-- Activities --
A. In the account of the dummy-head radio broadcast below, condense the paragraph beginning "There was also a potential secondary layer" into a short bulleted list that keeps its main facts.
B. Write the next paragraph of the piece about Leslie's binaural broadcast at The Stop's Farmers' Market, picking up after its final sentence.

-- Selected passage --
····················
For our first project in North America, we decided to realise a long-held desire to produce a binaural radio broadcast using a dummy head. As it turned out, it was incredibly easy to source a suitable mannequin head in Toronto as there is a specialist shop for showroom dummy parts. We wanted a realistic looking head model to maximise the effect of using it in public space. It so happened that our head, dubbed Leslie (after the rotating speaker) and selected for the quality of his ears, was an eerily convincing representation of a secret agent. We used him to stage a temporary radio broadcast from The Stop’s Farmers’ Market.
The market is housed in Artspace Wychwood Barns, where our hosts NAISA are located. NAISA invited us in cooperation with Goethe Institut Toronto as resident artists for the Deep Wireless festival and key note speakers for the TransX Transmission Art Symposium.
Leslie was equipped to transmit from in-ear microphones in surround sound. He was taken on a tour of The Stop’s Farmers’ Market introducing him to the vendors and their wares. The idea was to perform a social sculpture dealing with the joint themes of ecological sustainability and surveillance-resistance. This was in part conceived as an inverse interpretation of How to Explain Pictures to a Dead Hare by Joseph Beuys. Leslie’s oppositions to the Dead Hare were as follows: the audience did not know they were an audience / the objects for interpretation (in this case foodstuffs) were produced by many people / Leslie’s perspective was made audible / anyone could participate by speaking – transforming audience into performers / the symbolic props (home-made jam, chocolates and wine from Germany, freshly picked high mountain green tea from Taiwan) were shared with the public as offerings.
There was also a potential secondary layer of live audience, both intentional and unintentional: listeners from elsewhere in the world could track the tour from stall to stall by picking up the advertised Deep Wireless radio stream, whereas local people could pick up the FM broadcast by accident, follow Leslie around the market with their own radios, or tune in when they returned home to the surrounding area. The broadcast frequency was not advertised, it was told to people individually. Listening in on headphones unlocked the binaural quality of Leslie’s transmissions enabling a simulation of the spatialisation of sound as it occurred at his precise location.
The produce we brought from Germany was shared in communion with the public, by way of exchange and in appreciation for the art of the artisan food producer and their importance as pioneers of the current conception of food sustainability. Above, browsers sample a 2004 Auslese*** from Weingut Karl Erbes. Another highlight was our own red gooseberry and raspberry jam which we teamed up with a loaf of local bread. Our gifts were much appreciated, meaning that during the two hour broadcast-performance Leslie only managed one round of the market.
····················
-- Source information --
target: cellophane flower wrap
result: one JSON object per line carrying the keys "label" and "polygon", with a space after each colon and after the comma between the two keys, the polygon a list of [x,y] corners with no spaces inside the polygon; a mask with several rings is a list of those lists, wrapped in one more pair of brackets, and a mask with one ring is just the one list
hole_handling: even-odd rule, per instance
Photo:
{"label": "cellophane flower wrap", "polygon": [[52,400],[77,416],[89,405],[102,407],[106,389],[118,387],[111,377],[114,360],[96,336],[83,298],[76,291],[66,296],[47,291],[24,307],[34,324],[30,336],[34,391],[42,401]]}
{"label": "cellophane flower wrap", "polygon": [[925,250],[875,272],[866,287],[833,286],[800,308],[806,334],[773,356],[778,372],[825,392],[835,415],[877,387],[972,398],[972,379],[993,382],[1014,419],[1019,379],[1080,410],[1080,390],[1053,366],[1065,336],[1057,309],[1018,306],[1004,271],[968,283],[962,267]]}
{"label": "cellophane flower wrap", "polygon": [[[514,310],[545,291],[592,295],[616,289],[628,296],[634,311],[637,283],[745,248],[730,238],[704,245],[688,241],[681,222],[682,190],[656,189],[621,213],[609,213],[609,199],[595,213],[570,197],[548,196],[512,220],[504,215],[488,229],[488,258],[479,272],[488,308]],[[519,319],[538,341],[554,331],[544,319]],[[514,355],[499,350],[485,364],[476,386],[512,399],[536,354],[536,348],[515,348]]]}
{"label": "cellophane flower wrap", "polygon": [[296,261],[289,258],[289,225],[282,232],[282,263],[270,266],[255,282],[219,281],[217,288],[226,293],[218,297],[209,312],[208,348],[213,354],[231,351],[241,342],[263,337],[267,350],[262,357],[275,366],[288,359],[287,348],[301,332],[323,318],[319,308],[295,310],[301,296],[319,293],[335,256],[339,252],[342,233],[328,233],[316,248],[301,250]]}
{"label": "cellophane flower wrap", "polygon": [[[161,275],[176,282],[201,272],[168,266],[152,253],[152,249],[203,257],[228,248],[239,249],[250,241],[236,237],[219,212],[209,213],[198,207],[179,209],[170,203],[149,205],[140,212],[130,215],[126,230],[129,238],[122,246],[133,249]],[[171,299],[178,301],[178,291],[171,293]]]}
····················
-- Answers for this exercise --
A.
- A second layer of live audience was possible, both intentional and unintentional.
- Listeners elsewhere in the world could follow the tour from stall to stall through the advertised Deep Wireless radio stream.
- Local people might catch the FM broadcast by accident, follow Leslie around the market with their own radios, or tune in after returning home nearby.
- The broadcast frequency was not advertised. It was told to people individually.
- Listening on headphones brought out the binaural quality of Leslie's transmissions and simulated how sound was spatialized at his exact location.

B.
The broadcast-performance had several interesting effects and outcomes. One was the ability of Leslie to completely break down interpersonal barriers. Almost anyone we passed was happy to talk to us and would continue even after we had explained that we were broadcasting. (A natural speaking manner is unachievable if you offer a microphone to people.) As soon as Leslie was out of your hands, you became invisible to passers-by once more.
Secondly, the surveillance aspect of the project was not immediately obvious to many participants. Where it did arise in the form of a query about our intentions, we countered with the suggestion that Leslie makes it visible that we are being listened to, unlike the other devices we are surrounded with. Also, we explained that no-one knows who is listening to Leslie on the airwaves. These were considered to be very novel ideas. We hoped to trigger further awareness of the current level of state surveillance and data capture.
Thirdly, there was a spooky element to the proceedings. There were many expressions of shock, and people ran around excitedly pointing out the disembodied head to their friends. One man saw the head and was instantly transfixed; mesmerised to the degree he was unable to deal with his small daughter falling over backwards at the same moment on the hard floor. Casting half a glance in her direction, he returned his eyes to the head and its bearer in disbelief, and then squinted as if to make an accusation: I don’t know how you did it, but that severed head made my child fall over and hit her head!
Our thanks to Claude Wittmann for the use of his radio transmitter, which in conjunction with small wireless microphones embedded in Leslie’s ears enabled us to broadcast live in the local area on FM.